## [What is required]
Tally the lines of the data below that contain the string "pavement". Give the tally and nothing else.

[Opening Dataset excerpts section]

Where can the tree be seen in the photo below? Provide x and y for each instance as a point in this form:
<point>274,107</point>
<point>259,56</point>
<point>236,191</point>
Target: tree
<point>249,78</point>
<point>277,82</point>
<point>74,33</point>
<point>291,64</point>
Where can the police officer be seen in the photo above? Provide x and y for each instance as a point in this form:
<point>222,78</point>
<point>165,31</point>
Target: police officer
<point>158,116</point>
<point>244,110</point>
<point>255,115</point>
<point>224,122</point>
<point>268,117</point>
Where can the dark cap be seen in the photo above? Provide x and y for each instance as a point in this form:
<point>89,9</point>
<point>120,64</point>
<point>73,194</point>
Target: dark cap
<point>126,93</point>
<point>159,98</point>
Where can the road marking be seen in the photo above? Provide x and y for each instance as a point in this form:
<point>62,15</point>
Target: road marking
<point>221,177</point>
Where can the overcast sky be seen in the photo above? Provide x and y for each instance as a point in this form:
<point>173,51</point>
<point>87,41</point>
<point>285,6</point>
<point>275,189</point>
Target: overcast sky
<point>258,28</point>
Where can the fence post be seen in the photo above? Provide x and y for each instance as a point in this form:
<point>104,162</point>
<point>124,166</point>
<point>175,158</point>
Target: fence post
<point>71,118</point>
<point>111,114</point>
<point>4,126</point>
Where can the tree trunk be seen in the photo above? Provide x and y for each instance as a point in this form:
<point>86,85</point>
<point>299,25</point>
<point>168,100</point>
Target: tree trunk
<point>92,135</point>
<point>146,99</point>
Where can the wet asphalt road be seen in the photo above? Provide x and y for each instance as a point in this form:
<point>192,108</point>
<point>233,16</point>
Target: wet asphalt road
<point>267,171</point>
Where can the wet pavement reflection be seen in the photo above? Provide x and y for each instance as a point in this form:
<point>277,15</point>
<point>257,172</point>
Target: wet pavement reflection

[Closing Dataset excerpts section]

## [Answer space]
2